-- Start Excerpted data --

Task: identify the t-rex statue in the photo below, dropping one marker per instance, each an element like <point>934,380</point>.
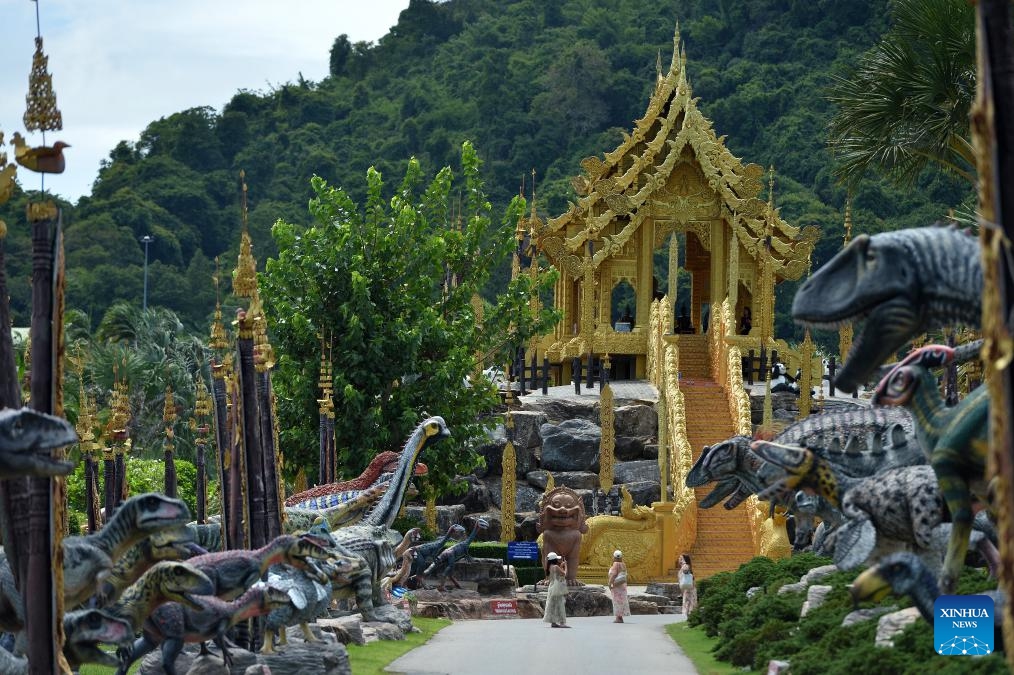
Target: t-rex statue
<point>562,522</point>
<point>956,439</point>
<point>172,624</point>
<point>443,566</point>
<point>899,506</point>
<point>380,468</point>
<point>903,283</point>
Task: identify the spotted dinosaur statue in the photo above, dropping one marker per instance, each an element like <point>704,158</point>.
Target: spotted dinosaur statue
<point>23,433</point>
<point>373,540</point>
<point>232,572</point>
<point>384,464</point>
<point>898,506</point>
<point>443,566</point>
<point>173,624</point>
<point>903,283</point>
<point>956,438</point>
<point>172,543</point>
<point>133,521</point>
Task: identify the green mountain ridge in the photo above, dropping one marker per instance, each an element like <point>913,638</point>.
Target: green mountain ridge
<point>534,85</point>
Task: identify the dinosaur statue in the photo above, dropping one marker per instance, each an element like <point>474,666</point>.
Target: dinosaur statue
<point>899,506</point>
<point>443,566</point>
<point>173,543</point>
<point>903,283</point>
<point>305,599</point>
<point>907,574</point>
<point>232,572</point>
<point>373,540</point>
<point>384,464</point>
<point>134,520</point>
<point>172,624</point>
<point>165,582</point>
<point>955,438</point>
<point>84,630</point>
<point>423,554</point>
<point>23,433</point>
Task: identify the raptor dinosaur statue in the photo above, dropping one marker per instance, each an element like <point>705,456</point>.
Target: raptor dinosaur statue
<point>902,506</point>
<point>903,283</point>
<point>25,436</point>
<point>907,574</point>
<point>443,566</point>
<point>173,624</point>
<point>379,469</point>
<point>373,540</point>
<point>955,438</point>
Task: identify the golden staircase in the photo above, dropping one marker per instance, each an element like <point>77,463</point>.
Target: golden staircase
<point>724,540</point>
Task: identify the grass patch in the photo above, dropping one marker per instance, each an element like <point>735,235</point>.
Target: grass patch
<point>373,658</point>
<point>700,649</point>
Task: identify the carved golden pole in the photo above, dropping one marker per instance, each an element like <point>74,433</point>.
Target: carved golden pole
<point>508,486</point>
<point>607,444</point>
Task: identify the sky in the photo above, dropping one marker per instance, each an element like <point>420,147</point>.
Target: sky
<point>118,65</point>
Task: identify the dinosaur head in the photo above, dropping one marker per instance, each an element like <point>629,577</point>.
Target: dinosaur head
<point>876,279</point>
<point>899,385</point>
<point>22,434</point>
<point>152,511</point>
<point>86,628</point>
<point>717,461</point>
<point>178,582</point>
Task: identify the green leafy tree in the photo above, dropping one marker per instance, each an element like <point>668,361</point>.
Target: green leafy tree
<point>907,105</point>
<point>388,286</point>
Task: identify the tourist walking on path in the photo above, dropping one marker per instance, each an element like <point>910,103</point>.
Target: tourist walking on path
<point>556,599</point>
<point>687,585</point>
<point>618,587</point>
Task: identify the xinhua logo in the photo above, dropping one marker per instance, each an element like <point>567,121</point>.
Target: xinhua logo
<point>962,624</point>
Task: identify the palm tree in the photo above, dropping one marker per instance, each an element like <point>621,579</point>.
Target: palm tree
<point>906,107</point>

-- End Excerpted data --

• **Short task**: Please put the records, from the line containing "Task: identify the tourist" through the end of the records, into a Markdown table with the columns "No." and "Entry". Each line gets its own row number, and blank lines are left out.

• **Solved problem**:
| No. | Entry |
|---|---|
| 1 | Task: identify the tourist walking on path in the photo above, dropping one marker per instance, each an element like <point>910,103</point>. |
| 2 | Target: tourist walking on path |
| 3 | <point>556,599</point> |
| 4 | <point>687,585</point> |
| 5 | <point>618,587</point> |
| 6 | Task: identify the xinhua logo in the photo above, dropping one marker per instance, each an element like <point>567,121</point>. |
| 7 | Target: xinhua logo |
| 8 | <point>962,624</point> |
| 9 | Task: identify the palm tree in the photo above, dropping one marker per instance, each an element like <point>621,579</point>. |
| 10 | Target: palm tree |
| 11 | <point>906,107</point> |